Edward Patton is 80 and has had surgeries and medical issues in recent years. His wife is 76. Their house is set far back on the property. It wasn't easy to walk all the way down to the edge of the street to pick up the cups every day, so sometimes they would build up, but he would try to do it regularly to avoid the wind blowing them onto his neighbors' yards.
Any thought that this was an attempt at a prank faded as time went by. The Pattons and their adult children couldn't figure out who disliked them enough to keep this up month after month.
He said neighbors began asking questions about the debris that Patton couldn't answer: "I had no idea what was going on."
Edward Patton sank money into binoculars and video surveillance systems – including one camera he tried to hide in the crook of a tree branch – and managed to get footage showing a man throwing coffee cups out of his driver's window. But he couldn't get a clear view of the license plate, even after spending part of a chilly night waiting outside.
Edward Patton logged in the images he obtained and kept track of what he found, and when, on index cards to organize his evidence. After a year or so, he started holding onto the debris he collected, eventually filling 10 garbage bags with about 30 or 40 cups in each bag.

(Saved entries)
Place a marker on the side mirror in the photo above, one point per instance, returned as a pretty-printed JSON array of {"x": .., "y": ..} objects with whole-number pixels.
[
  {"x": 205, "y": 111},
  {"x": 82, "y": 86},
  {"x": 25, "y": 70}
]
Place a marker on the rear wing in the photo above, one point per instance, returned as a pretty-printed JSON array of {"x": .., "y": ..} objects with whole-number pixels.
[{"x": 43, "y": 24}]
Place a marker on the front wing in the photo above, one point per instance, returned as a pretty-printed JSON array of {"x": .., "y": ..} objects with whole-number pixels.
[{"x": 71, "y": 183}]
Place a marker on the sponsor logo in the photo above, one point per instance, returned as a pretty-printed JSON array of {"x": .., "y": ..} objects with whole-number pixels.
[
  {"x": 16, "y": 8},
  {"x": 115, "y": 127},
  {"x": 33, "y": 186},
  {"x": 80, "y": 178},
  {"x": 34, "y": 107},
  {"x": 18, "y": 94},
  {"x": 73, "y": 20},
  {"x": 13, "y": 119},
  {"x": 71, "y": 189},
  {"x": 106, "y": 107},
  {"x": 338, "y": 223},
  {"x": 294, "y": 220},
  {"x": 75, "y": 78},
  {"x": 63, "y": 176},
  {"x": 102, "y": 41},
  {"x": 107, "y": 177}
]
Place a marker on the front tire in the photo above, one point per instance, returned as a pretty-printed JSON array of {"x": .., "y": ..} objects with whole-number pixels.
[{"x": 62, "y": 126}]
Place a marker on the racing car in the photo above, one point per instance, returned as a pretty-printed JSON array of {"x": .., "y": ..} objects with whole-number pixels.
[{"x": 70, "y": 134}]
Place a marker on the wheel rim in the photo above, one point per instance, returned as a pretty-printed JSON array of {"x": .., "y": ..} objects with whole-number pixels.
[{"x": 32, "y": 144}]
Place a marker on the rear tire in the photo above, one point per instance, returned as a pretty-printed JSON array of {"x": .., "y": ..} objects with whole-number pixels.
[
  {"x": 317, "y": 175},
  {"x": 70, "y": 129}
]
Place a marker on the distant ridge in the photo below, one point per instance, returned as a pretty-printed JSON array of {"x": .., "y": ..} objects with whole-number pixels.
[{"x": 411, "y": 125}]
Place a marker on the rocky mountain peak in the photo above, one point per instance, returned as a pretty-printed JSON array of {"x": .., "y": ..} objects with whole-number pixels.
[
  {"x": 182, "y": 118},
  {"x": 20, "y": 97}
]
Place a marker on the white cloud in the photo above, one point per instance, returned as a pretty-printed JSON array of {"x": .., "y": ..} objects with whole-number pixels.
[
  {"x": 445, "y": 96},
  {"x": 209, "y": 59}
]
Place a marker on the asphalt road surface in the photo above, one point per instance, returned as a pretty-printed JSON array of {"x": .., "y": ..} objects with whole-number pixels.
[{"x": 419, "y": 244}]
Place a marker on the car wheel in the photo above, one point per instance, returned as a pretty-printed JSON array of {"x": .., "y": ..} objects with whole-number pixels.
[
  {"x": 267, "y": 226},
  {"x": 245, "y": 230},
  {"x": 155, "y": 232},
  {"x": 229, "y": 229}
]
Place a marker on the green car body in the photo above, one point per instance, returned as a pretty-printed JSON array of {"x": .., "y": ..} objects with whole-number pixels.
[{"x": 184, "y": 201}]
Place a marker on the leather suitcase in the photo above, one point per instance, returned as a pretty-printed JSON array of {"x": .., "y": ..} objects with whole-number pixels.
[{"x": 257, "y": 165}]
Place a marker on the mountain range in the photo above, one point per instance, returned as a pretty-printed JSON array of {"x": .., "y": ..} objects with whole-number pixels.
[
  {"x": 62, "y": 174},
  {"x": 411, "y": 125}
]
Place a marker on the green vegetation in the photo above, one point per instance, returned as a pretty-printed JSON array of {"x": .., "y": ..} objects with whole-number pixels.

▶ [AIM OF THE TASK]
Summarize the passage about Edward Patton and the coffee cups in two sentences.

▶ [RESULT FOR THIS EXERCISE]
Edward Patton, 80, regularly walked down to the edge of the street to pick up coffee cups, and as this went on month after month, his family couldn't figure out who disliked them enough to keep it up. He bought binoculars and video surveillance systems and got footage of a man throwing cups from his driver's window but never a clear view of the license plate, and he tracked his evidence on index cards and saved the cups in 10 garbage bags.